Selected extract »

————————

Outside: “Well, it was okay”
In car: “I mean, it wasn’t great”
Back home: “We won’t go there again”
Vader: Remove my helmet so I can see you with my own eyes.
Luke: OK.
Vader: On second thought, don’t. I have 30 years worth of hat hair.
I bet da Vinci told Mona Lisa to smile more and that’s why he’s dead now.
Offered the kids $5 to clean so they could learn about money and then didn’t pay them so they could learn about randomly trusting people.
When she rips his shirt open in the movies, it’s sexy and romantic. But when I try it, he’s all “Your Pap smear is normal, but please don’t do that with your toes every time”.
You’ll never know how creative you really are until you need to start lying to your kids.
wife: how many beers is that for you?
me: yep
Me: I’ve lost the dictionary
Her: Can you look upstairs?
Me: I can’t look up anything
I hate being bipolar it’s awesome
Jewish Baristas, or as I like to call them…
He brews.
Did you ask her out?
Yes.
And?
She only dates guys named Matt.
Cause she likes to walk all over them?
No, tattoo she can’t afford to remove.
my 4yo daughter has 2 older brothers and removes remote control batteries after selecting her program & volume so good luck fellas
Me: You should cut your toenails.
Wife: Huh?
M: You’re scratching my leg.
W: I’m WAY on the other side of the bed!
M: That’s kinda my point.

————————

Record extracts »
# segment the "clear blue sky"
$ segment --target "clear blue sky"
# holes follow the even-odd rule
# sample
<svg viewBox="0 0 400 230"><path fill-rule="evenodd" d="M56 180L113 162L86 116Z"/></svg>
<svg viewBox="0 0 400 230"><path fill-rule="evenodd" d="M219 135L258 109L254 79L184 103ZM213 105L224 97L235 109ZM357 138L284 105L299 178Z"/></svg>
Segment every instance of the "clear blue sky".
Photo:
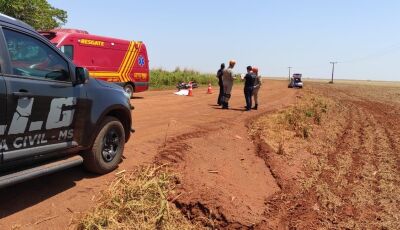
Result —
<svg viewBox="0 0 400 230"><path fill-rule="evenodd" d="M152 68L216 72L256 65L265 76L400 80L398 0L113 0L49 3L65 27L146 43Z"/></svg>

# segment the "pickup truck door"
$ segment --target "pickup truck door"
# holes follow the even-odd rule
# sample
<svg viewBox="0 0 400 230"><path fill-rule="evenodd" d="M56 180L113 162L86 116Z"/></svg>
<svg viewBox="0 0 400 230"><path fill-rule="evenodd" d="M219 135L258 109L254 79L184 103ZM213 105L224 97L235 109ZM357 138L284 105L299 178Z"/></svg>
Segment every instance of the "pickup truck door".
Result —
<svg viewBox="0 0 400 230"><path fill-rule="evenodd" d="M5 131L7 128L6 123L6 105L7 105L7 92L3 76L0 72L0 164L3 159L3 151L7 151Z"/></svg>
<svg viewBox="0 0 400 230"><path fill-rule="evenodd" d="M10 73L4 74L9 145L3 161L78 146L75 133L82 133L82 128L76 125L76 117L83 90L73 85L69 62L36 37L6 28L3 34L11 66Z"/></svg>

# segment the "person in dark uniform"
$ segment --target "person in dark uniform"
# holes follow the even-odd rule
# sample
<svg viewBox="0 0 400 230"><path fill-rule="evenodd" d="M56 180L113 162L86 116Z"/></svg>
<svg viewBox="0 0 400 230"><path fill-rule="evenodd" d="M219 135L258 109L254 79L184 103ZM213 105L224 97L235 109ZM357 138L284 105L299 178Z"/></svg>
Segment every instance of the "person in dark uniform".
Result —
<svg viewBox="0 0 400 230"><path fill-rule="evenodd" d="M246 111L251 111L251 97L253 96L254 81L256 75L251 71L253 68L247 66L247 74L244 76L244 97L246 99Z"/></svg>
<svg viewBox="0 0 400 230"><path fill-rule="evenodd" d="M218 105L222 105L224 97L224 83L222 82L222 75L224 74L225 64L221 64L221 68L217 72L218 85L219 85L219 95L218 95Z"/></svg>

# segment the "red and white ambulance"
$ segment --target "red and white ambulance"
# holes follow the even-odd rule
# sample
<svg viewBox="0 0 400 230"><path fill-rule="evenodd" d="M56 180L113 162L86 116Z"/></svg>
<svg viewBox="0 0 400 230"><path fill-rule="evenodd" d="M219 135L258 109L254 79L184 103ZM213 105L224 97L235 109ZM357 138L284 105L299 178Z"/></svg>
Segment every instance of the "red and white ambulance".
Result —
<svg viewBox="0 0 400 230"><path fill-rule="evenodd" d="M130 95L149 88L149 59L143 42L96 36L76 29L40 33L76 65L86 67L91 77L119 84Z"/></svg>

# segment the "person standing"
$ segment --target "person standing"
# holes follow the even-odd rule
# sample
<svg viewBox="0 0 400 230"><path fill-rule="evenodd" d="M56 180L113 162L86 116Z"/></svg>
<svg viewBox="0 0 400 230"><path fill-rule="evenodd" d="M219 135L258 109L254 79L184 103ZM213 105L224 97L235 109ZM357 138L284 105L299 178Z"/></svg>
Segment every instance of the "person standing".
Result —
<svg viewBox="0 0 400 230"><path fill-rule="evenodd" d="M244 97L246 99L246 111L251 110L251 98L253 96L254 81L256 75L252 72L252 67L247 66L247 74L244 76Z"/></svg>
<svg viewBox="0 0 400 230"><path fill-rule="evenodd" d="M221 64L221 68L217 72L218 85L219 85L219 95L218 95L218 105L222 105L224 97L224 84L222 83L222 75L224 74L225 64Z"/></svg>
<svg viewBox="0 0 400 230"><path fill-rule="evenodd" d="M258 68L253 67L253 73L256 75L256 79L254 81L254 89L253 89L253 97L254 97L254 107L252 109L257 110L258 108L258 91L262 85L261 76L258 75Z"/></svg>
<svg viewBox="0 0 400 230"><path fill-rule="evenodd" d="M229 109L229 99L231 98L231 91L233 87L233 67L235 67L236 61L230 60L228 69L224 70L222 75L222 83L224 85L224 99L222 103L222 109Z"/></svg>

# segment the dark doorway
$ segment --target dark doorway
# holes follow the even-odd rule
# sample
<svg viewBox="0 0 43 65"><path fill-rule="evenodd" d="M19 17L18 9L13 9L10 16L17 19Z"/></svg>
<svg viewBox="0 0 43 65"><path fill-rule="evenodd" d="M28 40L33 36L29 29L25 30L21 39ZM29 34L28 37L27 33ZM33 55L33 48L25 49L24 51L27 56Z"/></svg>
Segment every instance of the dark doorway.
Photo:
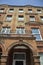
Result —
<svg viewBox="0 0 43 65"><path fill-rule="evenodd" d="M23 61L16 61L15 65L23 65Z"/></svg>

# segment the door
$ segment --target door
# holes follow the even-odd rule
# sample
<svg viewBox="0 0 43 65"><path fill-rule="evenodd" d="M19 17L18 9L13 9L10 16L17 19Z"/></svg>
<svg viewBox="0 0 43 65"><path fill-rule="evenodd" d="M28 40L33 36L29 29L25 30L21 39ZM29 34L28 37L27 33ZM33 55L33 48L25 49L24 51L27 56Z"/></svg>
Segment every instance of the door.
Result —
<svg viewBox="0 0 43 65"><path fill-rule="evenodd" d="M26 54L23 52L14 53L13 65L26 65Z"/></svg>

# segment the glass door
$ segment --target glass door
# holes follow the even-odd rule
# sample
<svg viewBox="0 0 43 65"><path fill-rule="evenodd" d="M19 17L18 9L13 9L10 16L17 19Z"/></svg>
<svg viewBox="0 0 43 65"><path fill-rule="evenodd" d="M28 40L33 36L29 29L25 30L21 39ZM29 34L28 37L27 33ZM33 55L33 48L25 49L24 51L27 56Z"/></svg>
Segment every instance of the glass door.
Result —
<svg viewBox="0 0 43 65"><path fill-rule="evenodd" d="M26 54L23 52L14 53L13 65L26 65Z"/></svg>

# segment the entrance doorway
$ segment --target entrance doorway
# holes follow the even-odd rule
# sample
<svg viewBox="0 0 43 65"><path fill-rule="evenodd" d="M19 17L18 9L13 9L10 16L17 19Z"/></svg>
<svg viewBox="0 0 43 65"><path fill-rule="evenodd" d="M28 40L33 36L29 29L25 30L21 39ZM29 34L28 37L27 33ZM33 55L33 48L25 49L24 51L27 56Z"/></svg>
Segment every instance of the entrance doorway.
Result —
<svg viewBox="0 0 43 65"><path fill-rule="evenodd" d="M16 52L13 54L13 65L26 65L26 54Z"/></svg>
<svg viewBox="0 0 43 65"><path fill-rule="evenodd" d="M12 47L8 54L7 65L34 65L31 49L22 44Z"/></svg>

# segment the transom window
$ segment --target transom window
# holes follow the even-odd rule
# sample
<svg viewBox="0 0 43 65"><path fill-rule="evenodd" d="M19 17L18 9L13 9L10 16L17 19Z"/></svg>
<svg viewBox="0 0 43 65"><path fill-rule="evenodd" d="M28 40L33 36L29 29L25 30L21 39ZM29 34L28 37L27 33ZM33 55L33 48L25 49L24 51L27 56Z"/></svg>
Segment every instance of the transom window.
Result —
<svg viewBox="0 0 43 65"><path fill-rule="evenodd" d="M28 9L28 12L29 12L29 13L32 13L32 9Z"/></svg>
<svg viewBox="0 0 43 65"><path fill-rule="evenodd" d="M24 16L23 15L19 15L18 16L18 21L24 21Z"/></svg>
<svg viewBox="0 0 43 65"><path fill-rule="evenodd" d="M12 15L7 15L6 21L11 21L12 20Z"/></svg>
<svg viewBox="0 0 43 65"><path fill-rule="evenodd" d="M39 29L32 28L32 34L36 37L36 40L42 40Z"/></svg>
<svg viewBox="0 0 43 65"><path fill-rule="evenodd" d="M19 12L24 12L23 9L19 9Z"/></svg>
<svg viewBox="0 0 43 65"><path fill-rule="evenodd" d="M30 16L30 21L35 21L35 17L34 16Z"/></svg>
<svg viewBox="0 0 43 65"><path fill-rule="evenodd" d="M40 16L41 21L43 21L43 16Z"/></svg>
<svg viewBox="0 0 43 65"><path fill-rule="evenodd" d="M18 60L24 60L26 59L26 54L25 53L15 53L14 54L14 59L18 59Z"/></svg>
<svg viewBox="0 0 43 65"><path fill-rule="evenodd" d="M41 13L41 10L40 9L37 9L37 13Z"/></svg>
<svg viewBox="0 0 43 65"><path fill-rule="evenodd" d="M25 29L24 28L17 28L16 33L17 34L25 34Z"/></svg>
<svg viewBox="0 0 43 65"><path fill-rule="evenodd" d="M0 12L4 12L4 8L0 8Z"/></svg>
<svg viewBox="0 0 43 65"><path fill-rule="evenodd" d="M9 12L11 12L11 13L12 13L13 11L14 11L14 9L13 9L13 8L9 9Z"/></svg>
<svg viewBox="0 0 43 65"><path fill-rule="evenodd" d="M10 33L10 28L9 27L3 27L1 30L1 33L5 33L5 34Z"/></svg>

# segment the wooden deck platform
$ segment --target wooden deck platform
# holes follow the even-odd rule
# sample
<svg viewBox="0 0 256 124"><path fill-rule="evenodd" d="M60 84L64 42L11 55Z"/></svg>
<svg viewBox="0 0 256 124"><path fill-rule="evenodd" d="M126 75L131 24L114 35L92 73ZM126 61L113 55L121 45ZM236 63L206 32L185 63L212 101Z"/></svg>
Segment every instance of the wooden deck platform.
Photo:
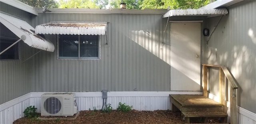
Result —
<svg viewBox="0 0 256 124"><path fill-rule="evenodd" d="M190 118L220 118L226 122L228 114L223 112L220 103L200 95L170 95L173 112L180 111L185 123L189 123Z"/></svg>

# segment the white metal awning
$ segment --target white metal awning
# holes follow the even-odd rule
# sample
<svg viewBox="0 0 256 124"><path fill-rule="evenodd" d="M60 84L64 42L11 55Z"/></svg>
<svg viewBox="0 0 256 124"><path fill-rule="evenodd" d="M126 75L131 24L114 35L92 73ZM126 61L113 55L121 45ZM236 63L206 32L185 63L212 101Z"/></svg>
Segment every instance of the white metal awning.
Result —
<svg viewBox="0 0 256 124"><path fill-rule="evenodd" d="M106 34L106 22L50 22L36 26L36 34L95 35Z"/></svg>
<svg viewBox="0 0 256 124"><path fill-rule="evenodd" d="M0 22L18 37L25 36L23 41L29 46L52 52L54 51L53 44L43 35L35 33L35 29L25 21L2 13L0 17Z"/></svg>
<svg viewBox="0 0 256 124"><path fill-rule="evenodd" d="M170 10L163 18L177 16L205 16L212 17L228 14L225 8L209 9Z"/></svg>

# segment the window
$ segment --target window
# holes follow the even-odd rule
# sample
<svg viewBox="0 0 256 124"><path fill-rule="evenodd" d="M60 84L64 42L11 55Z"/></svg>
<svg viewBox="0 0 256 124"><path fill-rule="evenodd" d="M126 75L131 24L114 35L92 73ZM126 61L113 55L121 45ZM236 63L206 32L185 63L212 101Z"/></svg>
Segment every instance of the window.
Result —
<svg viewBox="0 0 256 124"><path fill-rule="evenodd" d="M17 40L0 39L0 51L2 52ZM19 59L19 45L16 43L0 55L0 59L16 60Z"/></svg>
<svg viewBox="0 0 256 124"><path fill-rule="evenodd" d="M58 35L58 58L99 59L98 35Z"/></svg>
<svg viewBox="0 0 256 124"><path fill-rule="evenodd" d="M0 52L19 39L13 33L2 23L0 24ZM0 60L19 59L19 45L16 43L0 55Z"/></svg>

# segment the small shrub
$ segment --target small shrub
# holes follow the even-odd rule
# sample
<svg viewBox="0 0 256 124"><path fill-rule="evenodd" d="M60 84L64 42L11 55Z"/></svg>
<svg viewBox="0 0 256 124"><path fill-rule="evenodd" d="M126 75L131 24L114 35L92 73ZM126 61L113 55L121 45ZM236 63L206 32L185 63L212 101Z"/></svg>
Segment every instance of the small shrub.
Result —
<svg viewBox="0 0 256 124"><path fill-rule="evenodd" d="M113 108L111 106L111 104L108 103L107 104L107 108L104 108L102 109L102 111L104 112L111 112L113 110Z"/></svg>
<svg viewBox="0 0 256 124"><path fill-rule="evenodd" d="M35 108L35 106L30 106L25 109L23 112L25 114L25 116L30 118L36 118L38 116L38 113L36 112L37 108Z"/></svg>
<svg viewBox="0 0 256 124"><path fill-rule="evenodd" d="M56 122L58 122L60 121L60 118L56 118L56 120L55 120L55 121Z"/></svg>
<svg viewBox="0 0 256 124"><path fill-rule="evenodd" d="M123 112L127 112L132 110L132 106L130 106L126 105L125 103L122 104L121 102L119 102L118 106L116 108L116 110Z"/></svg>

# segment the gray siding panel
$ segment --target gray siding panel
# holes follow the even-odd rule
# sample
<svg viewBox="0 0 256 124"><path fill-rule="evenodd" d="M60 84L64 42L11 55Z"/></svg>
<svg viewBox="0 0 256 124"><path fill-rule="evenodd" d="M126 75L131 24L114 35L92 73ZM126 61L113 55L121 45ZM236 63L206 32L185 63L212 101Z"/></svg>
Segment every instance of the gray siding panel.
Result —
<svg viewBox="0 0 256 124"><path fill-rule="evenodd" d="M30 92L26 70L20 61L0 61L0 104Z"/></svg>
<svg viewBox="0 0 256 124"><path fill-rule="evenodd" d="M228 67L240 86L238 104L256 113L256 1L244 1L228 9L228 15L223 17L203 48L203 61ZM211 31L219 18L208 18L206 28ZM218 87L217 83L211 86Z"/></svg>
<svg viewBox="0 0 256 124"><path fill-rule="evenodd" d="M2 12L30 22L31 15L25 11L2 2L0 2L0 10ZM30 55L26 54L28 53L24 50L32 48L27 47L28 45L23 41L19 44L19 60L0 61L0 104L30 92L28 75L29 65L22 61Z"/></svg>
<svg viewBox="0 0 256 124"><path fill-rule="evenodd" d="M108 22L108 44L101 37L99 61L57 60L58 49L40 52L28 60L31 92L170 91L170 46L161 44L167 19L161 14L44 13L34 19L34 26L51 21ZM46 36L55 47L56 36Z"/></svg>

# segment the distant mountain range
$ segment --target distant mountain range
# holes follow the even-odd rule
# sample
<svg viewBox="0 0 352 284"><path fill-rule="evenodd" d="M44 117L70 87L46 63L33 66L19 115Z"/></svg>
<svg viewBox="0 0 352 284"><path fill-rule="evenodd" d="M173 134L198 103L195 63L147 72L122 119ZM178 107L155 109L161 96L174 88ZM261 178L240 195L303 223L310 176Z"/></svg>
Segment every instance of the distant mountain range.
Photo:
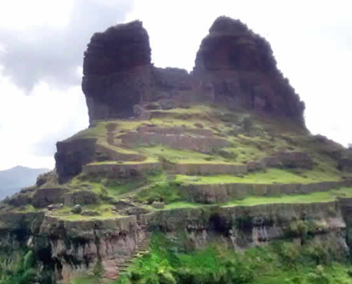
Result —
<svg viewBox="0 0 352 284"><path fill-rule="evenodd" d="M18 165L6 170L0 170L0 200L18 192L22 187L36 183L37 176L50 170L33 169Z"/></svg>

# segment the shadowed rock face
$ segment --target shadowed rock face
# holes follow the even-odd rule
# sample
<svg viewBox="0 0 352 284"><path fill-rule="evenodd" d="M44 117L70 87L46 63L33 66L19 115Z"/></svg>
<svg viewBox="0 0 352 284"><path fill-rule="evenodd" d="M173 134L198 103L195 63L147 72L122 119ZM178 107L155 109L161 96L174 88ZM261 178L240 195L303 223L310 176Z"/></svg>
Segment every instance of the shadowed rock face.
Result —
<svg viewBox="0 0 352 284"><path fill-rule="evenodd" d="M270 45L239 20L215 21L197 53L193 74L217 101L304 124L304 104L277 69Z"/></svg>
<svg viewBox="0 0 352 284"><path fill-rule="evenodd" d="M85 53L82 88L90 122L132 116L149 84L151 50L142 22L93 35Z"/></svg>
<svg viewBox="0 0 352 284"><path fill-rule="evenodd" d="M225 16L203 40L191 74L151 64L149 36L140 21L95 33L85 53L83 73L91 123L132 116L136 104L171 99L225 103L304 124L304 104L277 70L270 44Z"/></svg>

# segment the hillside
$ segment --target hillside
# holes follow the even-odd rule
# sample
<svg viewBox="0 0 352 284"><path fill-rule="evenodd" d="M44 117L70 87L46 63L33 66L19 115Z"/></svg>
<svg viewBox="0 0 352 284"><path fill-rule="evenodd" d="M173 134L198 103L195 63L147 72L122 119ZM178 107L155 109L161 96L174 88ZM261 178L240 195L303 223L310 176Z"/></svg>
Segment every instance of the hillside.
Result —
<svg viewBox="0 0 352 284"><path fill-rule="evenodd" d="M38 175L48 171L49 169L33 169L19 165L0 170L0 200L19 192L22 187L33 185Z"/></svg>
<svg viewBox="0 0 352 284"><path fill-rule="evenodd" d="M90 127L0 204L1 284L352 283L352 152L309 133L263 38L219 17L188 73L134 21L83 73Z"/></svg>

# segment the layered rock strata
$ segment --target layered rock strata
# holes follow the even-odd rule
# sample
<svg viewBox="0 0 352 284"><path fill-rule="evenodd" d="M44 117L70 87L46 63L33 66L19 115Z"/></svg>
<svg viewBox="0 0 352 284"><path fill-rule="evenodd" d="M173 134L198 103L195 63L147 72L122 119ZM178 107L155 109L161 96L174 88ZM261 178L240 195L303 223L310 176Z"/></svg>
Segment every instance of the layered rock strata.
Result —
<svg viewBox="0 0 352 284"><path fill-rule="evenodd" d="M250 183L183 184L181 187L181 190L186 194L188 201L208 204L225 202L235 198L242 199L249 196L302 195L351 186L352 186L351 181L271 185Z"/></svg>
<svg viewBox="0 0 352 284"><path fill-rule="evenodd" d="M191 74L151 63L148 33L139 21L94 34L83 73L91 123L138 116L144 108L169 109L181 102L208 100L304 124L304 103L278 70L270 44L240 21L225 16L215 21L203 40ZM137 104L141 106L134 112Z"/></svg>

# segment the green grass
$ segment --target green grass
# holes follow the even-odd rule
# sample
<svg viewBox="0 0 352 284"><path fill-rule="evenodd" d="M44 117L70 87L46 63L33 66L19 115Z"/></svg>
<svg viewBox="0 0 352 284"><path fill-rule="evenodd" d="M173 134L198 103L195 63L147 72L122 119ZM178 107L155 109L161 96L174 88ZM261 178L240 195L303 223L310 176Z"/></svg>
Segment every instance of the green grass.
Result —
<svg viewBox="0 0 352 284"><path fill-rule="evenodd" d="M70 282L69 284L95 284L99 283L97 277L80 277Z"/></svg>
<svg viewBox="0 0 352 284"><path fill-rule="evenodd" d="M100 203L96 204L83 205L82 210L94 210L100 213L100 216L82 216L80 214L72 214L71 209L64 207L60 209L53 212L53 215L68 221L90 220L95 219L117 218L119 215L112 213L113 205L110 204Z"/></svg>
<svg viewBox="0 0 352 284"><path fill-rule="evenodd" d="M154 157L148 157L146 160L142 161L124 161L121 163L117 160L105 160L102 162L93 162L88 165L136 165L136 164L144 164L148 163L157 163L158 160Z"/></svg>
<svg viewBox="0 0 352 284"><path fill-rule="evenodd" d="M282 170L270 168L266 172L249 173L243 177L233 175L197 176L178 175L176 181L193 184L218 184L218 183L313 183L324 181L339 181L341 175L334 173L319 170Z"/></svg>
<svg viewBox="0 0 352 284"><path fill-rule="evenodd" d="M342 187L326 192L314 192L307 195L282 195L273 197L246 197L241 200L233 200L223 204L223 206L254 206L264 204L314 203L329 202L336 200L337 197L352 197L352 187Z"/></svg>
<svg viewBox="0 0 352 284"><path fill-rule="evenodd" d="M17 212L19 213L33 213L40 211L38 208L34 207L32 204L26 204L23 207L13 208L13 212Z"/></svg>
<svg viewBox="0 0 352 284"><path fill-rule="evenodd" d="M220 243L194 249L186 236L176 236L175 242L153 234L150 253L114 283L352 283L351 263L320 241L277 241L238 253Z"/></svg>
<svg viewBox="0 0 352 284"><path fill-rule="evenodd" d="M178 185L167 182L157 182L146 190L136 195L139 202L152 203L154 201L161 201L166 204L184 200L186 197L178 190Z"/></svg>
<svg viewBox="0 0 352 284"><path fill-rule="evenodd" d="M206 205L201 203L193 203L186 201L173 202L165 205L164 209L180 208L198 208L211 206L255 206L269 204L294 204L329 202L340 198L352 197L352 187L342 187L339 190L331 190L326 192L314 192L306 195L281 195L279 197L249 197L242 200L233 200L228 202L216 203Z"/></svg>
<svg viewBox="0 0 352 284"><path fill-rule="evenodd" d="M211 163L218 161L224 163L224 159L221 157L206 155L201 153L192 151L176 150L168 147L152 146L152 147L139 147L136 148L137 151L151 157L164 157L171 163L207 163L206 159L214 158Z"/></svg>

————————

Goals »
1. Answer these about the collection of jokes above, one line each:
(a) How much money was offered to the kids for cleaning?
(b) What name must a guy have for her to date him?
(c) How many years' worth of hat hair does Vader say he has?
2. Add a few more short jokes that continue the collection of jokes above, in the same style.

Results of the tasks »
1.
(a) $5
(b) Matt
(c) 30 years

2.
wife: Did you get the cat out of the tree?
me [bleeding] Wasn’t a cat
Show me a good ab workout and I’ll show you what looks like an alligator stuck on its back.
Dusting the thermostat for fingerprints.
RELATIONSHIP STATUS:
I’ve made 2 terrible decisions in my life and they’re both outside throwing rocks at the new neighbors.
caveman: I’ve invented the wheel!
hamster: finally!!!
If a neighbor rolls up in a golf cart to your new house, he’s either the really fun neighbor or he’s your new HOA overlord.
I hate what you’ve done with the place.
CUSTOMER SERVICE NEEDED IN THE LIQUOR DEPARTMENT
My husband: please stop yelling that from the couch
How the Grinch Stole Christmas (1966): A hermit living within his means is ultimately corrupted by the power of consumerism.
Someone asked where I’m from and I said Wisconsin. She got excited, “Like That ’70s Show!” and I clarified, “More like Making a Murderer.”